### DOCUMENT SECTION
◇ ◇ ◇

AUGUSTA, Maine (AP) - Maine’s Republican governor is warning that lawmakers tasked with finding tens of millions of dollars to fund a voter-approved Medicaid expansion must also consider the potential return of $51 million in federal funding spent on the operation of a state psychiatric center.
Gov. Paul LePage recently told The Associated Press he expects federal officials will soon send a letter to Maine seeking action on the return of the $51 million spent on the Riverview Psychiatric Center. Federal officials demanded the return in June, and Maine has asked federal regulators to reconsider that decision.
“They want their money,” LePage said.
Federal Centers for Medicare & Medicaid Services spokesman Aaron Smith said the agency is working with the state and reviewing the request. Department of Health and Human Services spokeswoman Emily Spencer said the state hasn’t heard back yet.
LePage has blamed lawmakers for continuing to spend federal funds despite concerns raised since the hospital was decertified in 2013.
The federal agency decertified Riverview after inspections found stun guns and handcuffs were used on patients. Later inspections found more problems that included medication errors and paperwork problems.

◇ ◇ ◇

### WHAT TO DO
**1)** List every person the Riverview funding report names, along with the title or role it gives each one.
**2)** Carry on the Riverview funding report past its last sentence, writing a few more paragraphs in the same news style.
The material that comes next is separate from the news report above.

### RECORD EXTRACTS
◇ ◇ ◇

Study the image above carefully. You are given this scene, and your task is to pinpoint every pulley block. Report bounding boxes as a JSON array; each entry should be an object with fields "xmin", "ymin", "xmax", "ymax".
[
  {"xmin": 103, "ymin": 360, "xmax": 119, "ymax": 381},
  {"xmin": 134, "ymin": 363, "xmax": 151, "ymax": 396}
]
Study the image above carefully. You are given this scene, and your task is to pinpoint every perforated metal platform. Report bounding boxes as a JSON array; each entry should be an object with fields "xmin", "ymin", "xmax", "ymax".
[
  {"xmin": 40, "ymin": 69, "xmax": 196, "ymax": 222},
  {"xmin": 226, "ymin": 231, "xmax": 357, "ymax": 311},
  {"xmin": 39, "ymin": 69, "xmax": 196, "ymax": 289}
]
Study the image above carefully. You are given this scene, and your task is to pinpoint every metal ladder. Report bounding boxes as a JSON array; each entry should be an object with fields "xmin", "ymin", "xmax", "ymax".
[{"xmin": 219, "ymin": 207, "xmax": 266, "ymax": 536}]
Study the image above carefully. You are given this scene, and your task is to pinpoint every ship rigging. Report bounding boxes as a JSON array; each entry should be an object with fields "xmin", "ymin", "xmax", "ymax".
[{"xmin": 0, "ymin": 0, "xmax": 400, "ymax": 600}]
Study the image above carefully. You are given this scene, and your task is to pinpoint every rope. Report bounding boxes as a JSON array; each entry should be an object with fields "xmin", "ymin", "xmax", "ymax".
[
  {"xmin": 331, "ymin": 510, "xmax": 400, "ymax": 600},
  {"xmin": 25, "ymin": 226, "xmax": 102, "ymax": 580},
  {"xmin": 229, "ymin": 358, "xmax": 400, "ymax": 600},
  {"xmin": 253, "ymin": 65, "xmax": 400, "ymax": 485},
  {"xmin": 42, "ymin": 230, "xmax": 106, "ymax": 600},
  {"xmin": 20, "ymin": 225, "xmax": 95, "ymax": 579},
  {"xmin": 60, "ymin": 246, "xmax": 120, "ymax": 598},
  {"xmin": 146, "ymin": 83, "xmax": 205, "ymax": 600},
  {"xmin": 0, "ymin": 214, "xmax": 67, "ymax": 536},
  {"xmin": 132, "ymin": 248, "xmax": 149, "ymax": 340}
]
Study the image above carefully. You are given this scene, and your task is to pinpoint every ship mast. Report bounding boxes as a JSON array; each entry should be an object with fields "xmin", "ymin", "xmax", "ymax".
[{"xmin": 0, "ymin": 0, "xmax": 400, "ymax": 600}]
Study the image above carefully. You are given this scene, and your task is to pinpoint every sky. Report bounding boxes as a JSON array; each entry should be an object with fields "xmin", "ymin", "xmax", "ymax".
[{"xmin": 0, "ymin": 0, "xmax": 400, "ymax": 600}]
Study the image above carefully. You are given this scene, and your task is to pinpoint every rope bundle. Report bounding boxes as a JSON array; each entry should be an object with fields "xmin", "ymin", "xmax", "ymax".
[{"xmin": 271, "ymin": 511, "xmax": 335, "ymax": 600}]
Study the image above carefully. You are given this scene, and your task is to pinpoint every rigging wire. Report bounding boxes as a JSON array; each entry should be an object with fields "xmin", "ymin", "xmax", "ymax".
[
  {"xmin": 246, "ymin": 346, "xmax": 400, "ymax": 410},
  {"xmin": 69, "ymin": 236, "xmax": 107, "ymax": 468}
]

◇ ◇ ◇

### ANSWERS TO THE EXERCISE
**1)**
- Paul LePage: Maine's Republican governor
- Aaron Smith: spokesman for the federal Centers for Medicare & Medicaid Services
- Emily Spencer: spokeswoman for the Department of Health and Human Services

**2)**
“Our administration warned the Legislature over and over that action needed to be taken and those warnings were ignored. Now, we are faced with a financial tsunami,” LePage said.
Maine has been working to regain certification of Riverview but a federal judge ruled in 2015 that the state missed the deadline for appealing that decision.
Meanwhile, Maine faces another hefty, uncertain price tag - the cost of voter-approved Medicaid expansion to up to 90,000 citizens. The state faces an April deadline for submitting a Medicaid expansion plan to the federal government.
But it’s still unclear exactly how much Medicaid expansion will cost and save the state, or how and when the state will pay for its share of expansion.
LePage has been casting doubt on a nonpartisan legislative office’s estimate that Medicaid expansion will cost $54.5 million annually after projected savings by 2021.